* 文档片段:
________________________________________

背景

我们之前用Losgtash做indexer把数据从kafka消费插入ES, 所有的数据都是先经过Logstash里面配置的四个client节点, 然后经他们再分配到数据节点.

后来因为logstash效率太低, 改成我们自己用java开发的的hangout做同样的事情, 发现数据不再走client, 而是直接到数据节点. 原因是构造transport client的时候设置成sniff: true.

但还是有一个困惑, bulk的一批数据, 可能最终会到多个节点上面索引, 那么是client在发送数据的时候就已经计算好应该把哪些数据发往哪个节点, 还是说随便发到nodeX, 然后nodeX再二次分发.

碰到这个问题的时候, 我想当然的以为是前者, 因为transport client可以拿到所有的metadata,应该可以算出来怎么分发. 如果是后者的话, 流量要复制一份, 过于浪费了.

但验证之后, 发现并非如此.

测试

建一个有四个节点的集群, 并新建一个索引, 四个shards, 全部分布在一个节点上

 GET hangouttest-2016.03.21/_settings
 {
    "hangouttest-2016.03.21": {
       "settings": {
          "index": {
             "routing": {
                "allocation": {
                   "require": {
                      "_ip": "10.2.7.159"

________________________________________

* 数据摘录:
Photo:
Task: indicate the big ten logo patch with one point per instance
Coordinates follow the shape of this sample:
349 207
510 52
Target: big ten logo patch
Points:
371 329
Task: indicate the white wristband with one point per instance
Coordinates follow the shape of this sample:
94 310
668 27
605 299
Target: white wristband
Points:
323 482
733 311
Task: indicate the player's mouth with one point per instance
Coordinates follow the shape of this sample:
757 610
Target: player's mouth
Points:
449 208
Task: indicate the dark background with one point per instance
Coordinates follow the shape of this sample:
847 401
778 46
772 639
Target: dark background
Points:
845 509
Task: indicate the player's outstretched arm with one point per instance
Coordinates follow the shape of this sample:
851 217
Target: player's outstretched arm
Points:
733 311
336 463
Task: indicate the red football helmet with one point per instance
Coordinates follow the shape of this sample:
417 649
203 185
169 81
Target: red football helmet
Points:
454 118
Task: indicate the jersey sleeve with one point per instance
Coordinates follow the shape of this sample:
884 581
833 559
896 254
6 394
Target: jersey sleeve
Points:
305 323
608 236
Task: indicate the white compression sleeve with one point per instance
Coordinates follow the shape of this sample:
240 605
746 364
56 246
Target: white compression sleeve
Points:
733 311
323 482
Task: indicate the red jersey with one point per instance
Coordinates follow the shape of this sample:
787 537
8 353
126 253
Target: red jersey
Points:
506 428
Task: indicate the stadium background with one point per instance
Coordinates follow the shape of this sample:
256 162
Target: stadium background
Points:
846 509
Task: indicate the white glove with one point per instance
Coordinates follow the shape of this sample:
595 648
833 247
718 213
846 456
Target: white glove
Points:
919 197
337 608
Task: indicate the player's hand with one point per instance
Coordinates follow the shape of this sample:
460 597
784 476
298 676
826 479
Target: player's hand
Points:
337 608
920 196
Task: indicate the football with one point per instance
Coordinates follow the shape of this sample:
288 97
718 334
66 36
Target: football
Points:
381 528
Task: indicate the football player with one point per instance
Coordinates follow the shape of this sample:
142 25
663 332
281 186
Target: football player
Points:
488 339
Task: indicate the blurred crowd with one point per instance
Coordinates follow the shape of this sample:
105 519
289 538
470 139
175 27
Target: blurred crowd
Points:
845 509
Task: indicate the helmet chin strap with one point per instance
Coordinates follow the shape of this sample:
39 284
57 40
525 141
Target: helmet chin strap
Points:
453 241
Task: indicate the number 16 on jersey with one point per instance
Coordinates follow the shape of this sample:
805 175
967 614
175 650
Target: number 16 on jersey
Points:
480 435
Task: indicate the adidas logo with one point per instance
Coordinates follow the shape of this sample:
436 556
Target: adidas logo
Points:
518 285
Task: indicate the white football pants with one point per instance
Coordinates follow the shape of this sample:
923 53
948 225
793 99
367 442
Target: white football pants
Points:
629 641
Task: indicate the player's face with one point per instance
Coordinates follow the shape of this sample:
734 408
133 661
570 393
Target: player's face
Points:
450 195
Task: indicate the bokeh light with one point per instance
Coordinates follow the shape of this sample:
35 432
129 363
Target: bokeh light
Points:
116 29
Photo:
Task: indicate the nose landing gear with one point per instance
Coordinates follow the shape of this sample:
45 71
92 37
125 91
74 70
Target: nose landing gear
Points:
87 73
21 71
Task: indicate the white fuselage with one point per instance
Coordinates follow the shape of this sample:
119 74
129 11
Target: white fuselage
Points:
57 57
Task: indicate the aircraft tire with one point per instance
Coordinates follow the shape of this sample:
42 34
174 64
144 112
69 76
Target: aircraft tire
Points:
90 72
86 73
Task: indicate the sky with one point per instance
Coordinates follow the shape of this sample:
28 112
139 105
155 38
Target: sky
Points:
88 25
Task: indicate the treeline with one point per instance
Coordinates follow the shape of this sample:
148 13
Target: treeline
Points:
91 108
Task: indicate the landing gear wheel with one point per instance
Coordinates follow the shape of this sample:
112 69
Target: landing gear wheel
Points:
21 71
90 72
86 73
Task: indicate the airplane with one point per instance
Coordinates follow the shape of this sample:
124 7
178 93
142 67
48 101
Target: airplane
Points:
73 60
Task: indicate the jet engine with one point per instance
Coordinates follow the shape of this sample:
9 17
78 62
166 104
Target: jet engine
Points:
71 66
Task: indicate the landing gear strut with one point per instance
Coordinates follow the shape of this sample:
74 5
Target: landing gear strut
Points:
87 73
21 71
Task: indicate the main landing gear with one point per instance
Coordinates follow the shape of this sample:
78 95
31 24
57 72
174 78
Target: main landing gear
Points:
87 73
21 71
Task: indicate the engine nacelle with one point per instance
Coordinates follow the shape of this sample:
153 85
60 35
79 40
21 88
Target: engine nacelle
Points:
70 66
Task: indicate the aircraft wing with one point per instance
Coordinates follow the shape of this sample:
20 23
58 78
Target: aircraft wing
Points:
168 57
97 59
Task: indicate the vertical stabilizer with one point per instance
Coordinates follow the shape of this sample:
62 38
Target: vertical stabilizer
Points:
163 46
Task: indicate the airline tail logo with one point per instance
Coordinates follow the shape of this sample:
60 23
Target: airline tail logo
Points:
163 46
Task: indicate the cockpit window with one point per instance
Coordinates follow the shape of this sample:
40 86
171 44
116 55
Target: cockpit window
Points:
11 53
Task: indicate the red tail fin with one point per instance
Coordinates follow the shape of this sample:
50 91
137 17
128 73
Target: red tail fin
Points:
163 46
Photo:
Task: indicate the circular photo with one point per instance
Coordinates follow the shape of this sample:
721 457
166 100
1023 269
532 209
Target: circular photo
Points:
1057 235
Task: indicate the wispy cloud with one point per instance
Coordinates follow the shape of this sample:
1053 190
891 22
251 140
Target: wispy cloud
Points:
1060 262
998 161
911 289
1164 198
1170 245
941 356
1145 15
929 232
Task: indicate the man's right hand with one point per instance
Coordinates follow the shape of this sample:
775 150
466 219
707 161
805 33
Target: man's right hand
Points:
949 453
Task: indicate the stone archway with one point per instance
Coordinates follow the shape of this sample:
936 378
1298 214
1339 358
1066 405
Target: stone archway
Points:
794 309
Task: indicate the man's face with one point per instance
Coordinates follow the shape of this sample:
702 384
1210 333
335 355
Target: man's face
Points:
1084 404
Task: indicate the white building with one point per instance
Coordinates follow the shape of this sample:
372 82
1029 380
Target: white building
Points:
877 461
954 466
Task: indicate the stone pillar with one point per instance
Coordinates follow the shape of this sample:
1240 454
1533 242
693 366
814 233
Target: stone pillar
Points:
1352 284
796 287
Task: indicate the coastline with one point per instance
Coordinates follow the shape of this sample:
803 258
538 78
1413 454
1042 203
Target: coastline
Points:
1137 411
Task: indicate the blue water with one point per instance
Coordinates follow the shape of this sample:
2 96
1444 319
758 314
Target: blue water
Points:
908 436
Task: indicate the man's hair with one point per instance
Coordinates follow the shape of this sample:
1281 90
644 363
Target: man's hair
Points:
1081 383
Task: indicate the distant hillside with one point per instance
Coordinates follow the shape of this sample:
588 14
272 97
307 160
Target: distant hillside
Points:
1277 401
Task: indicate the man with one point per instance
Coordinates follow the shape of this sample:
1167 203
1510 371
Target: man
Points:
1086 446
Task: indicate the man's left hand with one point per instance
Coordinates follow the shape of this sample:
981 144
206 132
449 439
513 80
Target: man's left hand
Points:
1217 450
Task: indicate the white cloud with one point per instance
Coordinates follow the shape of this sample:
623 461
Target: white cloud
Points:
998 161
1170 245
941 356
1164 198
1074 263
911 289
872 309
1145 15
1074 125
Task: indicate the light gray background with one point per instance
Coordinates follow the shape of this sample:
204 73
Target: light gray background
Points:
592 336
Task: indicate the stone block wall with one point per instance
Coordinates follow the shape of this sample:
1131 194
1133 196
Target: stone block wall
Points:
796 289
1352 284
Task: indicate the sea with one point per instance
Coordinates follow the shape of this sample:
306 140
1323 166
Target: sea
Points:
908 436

________________________________________

请将文档片段中的句子“原因是构造transport client的时候设置成sniff: true.”译成英文。

* 书面作答:
The reason is that sniff was set to true when the transport client was constructed.